### QUESTIONS ON THE MATERIAL:
**a)** List every college or university named in the article about colleges adopting technology during the pandemic.
**b)** Carry on the article about colleges adopting technology during the pandemic, starting after its final sentence.

### PASSAGE TO READ:
┄┄┄┄┄┄┄┄┄┄

Published Wednesday May 18, 2022

Author Judi Currie

Students attend to a mannequin patient in the nursing simulation lab at Manchester Community College. (Judi Currie)


The pivot to online education during the pandemic accelerated technology transformations at colleges and universities, and redefining how education is delivered. Two years into the pandemic, most schools now offer multiple ways for students to access their education.

Advancing the hybrid classroom forced colleges and universities to adopt new technology and retrain faculty and staff, says Dr. Donald L. Birx, president of Plymouth State University. “It drove us to take a step that would have taken longer because we were suddenly thrown into the deep end,” he says. “We have made education more available, versatile, efficient and effective.”

White Mountains Community College in Berlin ended up implementing its 10-year tech plan in one year because of COVID.

“From a technology standpoint we are set for the foreseeable future,” says Charles Lloyd, the college’s president.

Sister Paula Marie Buley, president of Rivier University in Nashua, says they have been building a foundation for remote learning for years with a management system that’s engaging and interactive. “Our faculty have been working with the technology for seven to eight years, so they were well-prepared,” she says. “What I do see is greater sophistication in simulations and virtual reality. The next step is artificial intelligence. Now you are interacting with a system that is learning from you and changes its responses based on what it has learned from you.”

The pandemic has inspired colleges and universities to leverage technology to meet the immediate needs for NH’s workforce, such as health care and cyber security but also to build the workforce of the future.

Responding to Crisis
Rivier University opened a $5 million Nursing and Clinical Innovation Center in March that uses simulations to immerse students in clinical scenarios. The center includes six simulation labs that mirror the settings in which nurses most often provide care: medical/surgical and pediatric/neonatal hospital rooms, an obstetrics room, examination rooms and telemedicine offices. “Nurses are so much more involved with technology,” says Buley. “We must ensure that students are workplace ready.”

┄┄┄┄┄┄┄┄┄┄

### EXTRACTED ENTRIES:
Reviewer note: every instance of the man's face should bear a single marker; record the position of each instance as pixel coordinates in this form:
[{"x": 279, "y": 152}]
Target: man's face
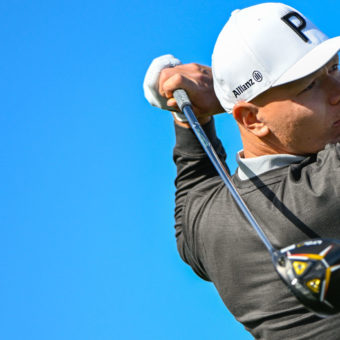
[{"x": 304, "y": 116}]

┄┄┄┄┄┄┄┄┄┄

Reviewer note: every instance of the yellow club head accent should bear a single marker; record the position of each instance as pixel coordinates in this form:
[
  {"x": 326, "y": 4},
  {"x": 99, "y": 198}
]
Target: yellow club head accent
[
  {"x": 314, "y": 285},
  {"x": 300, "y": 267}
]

┄┄┄┄┄┄┄┄┄┄

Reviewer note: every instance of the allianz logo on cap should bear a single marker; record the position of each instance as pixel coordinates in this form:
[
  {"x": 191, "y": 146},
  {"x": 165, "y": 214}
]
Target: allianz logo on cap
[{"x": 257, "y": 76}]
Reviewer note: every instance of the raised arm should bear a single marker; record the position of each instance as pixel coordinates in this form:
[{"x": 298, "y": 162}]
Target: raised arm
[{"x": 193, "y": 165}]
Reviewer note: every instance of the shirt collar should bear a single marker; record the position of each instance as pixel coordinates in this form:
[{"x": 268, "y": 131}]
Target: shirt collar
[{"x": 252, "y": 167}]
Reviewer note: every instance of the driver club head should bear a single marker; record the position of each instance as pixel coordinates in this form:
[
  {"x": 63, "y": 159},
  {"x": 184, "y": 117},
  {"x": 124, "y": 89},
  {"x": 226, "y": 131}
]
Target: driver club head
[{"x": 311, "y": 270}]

┄┄┄┄┄┄┄┄┄┄

### EXPECTED OUTPUTS:
**a)** Manchester Community College, Plymouth State University, White Mountains Community College, Rivier University

**b)**
Manchester Community College (MCC) uses high-tech mannequins to train nursing students, says Jill Reid, professor of nursing who runs the college’s nursing simulation labs. She says training mannequins have become far more sophisticated and can be controlled by a computer or tablet to respond to the students’ actions and to simulate possible reactions a patient might have that the students must then address.

One simulation might involve a patient who is hypoglycemic, while another involves an opioid overdose requiring the student to administer Narcan. Reid controls the action in a control room behind a two-way mirror. “As they’re taking care of the patient, I can talk for it, respond to their actions and change the vital signs,” says Reid.  

The MCC nursing program also received a BD Pyxis Medication dispenser, identical to those used in hospitals, to train students on equipment they’ll be using in the field.

When the pandemic threatened the ability of Southern NH University students in nursing and health care to graduate on time as they did not have a way to do internships or practicums, the school adapted an existing experiential learning model launched in 2018 called HEaRT (Higher Education and Real-world Training) to allow them to complete a virtual  practicum.

“Even before COVID we saw a need for an online environment in which students could do things that were difficult in a traditional online delivery mechanism,” says Jan Wyatt, associate vice president of Nursing, Health Professions, STEM and Business. “It was important that students be able to apply critical thinking skills to solve real world problems, working within teams, and not based on a case study or in a contrived way. The design also needed to support networking and resume-
building skills.”

Dr. Toni Clayton, executive director health professions at SNHU, says HEaRT connects students with employers who provide them with problems to solve. “The employers tell us they have implemented many of the suggestions students make. Many have issues they’re trying to solve but don’t have the staff to work on them, and they’re happy to let the students,” Clayton says.

Adds Wyatt, “We give them badges for it, and the badges can aggregate into credit for a much lower cost or work toward micro credentials.”

Cybersecurity
From national elections to a larger segment of the workforce working remotely, cybersecurity has become a hot topic and demand for workers in that field continues to grow. The new cybersecurity lab at Rivier University is highly interactive, teaching students about ethical hacking and real-time threat assessments and training them on the latest software. It allows students the chance to solve real problems using real technology. “Cyber threats are ubiquitous, so no matter what industry they go to, they will have a level of comfort with the technology, with the processes and the outcomes,” Buley says.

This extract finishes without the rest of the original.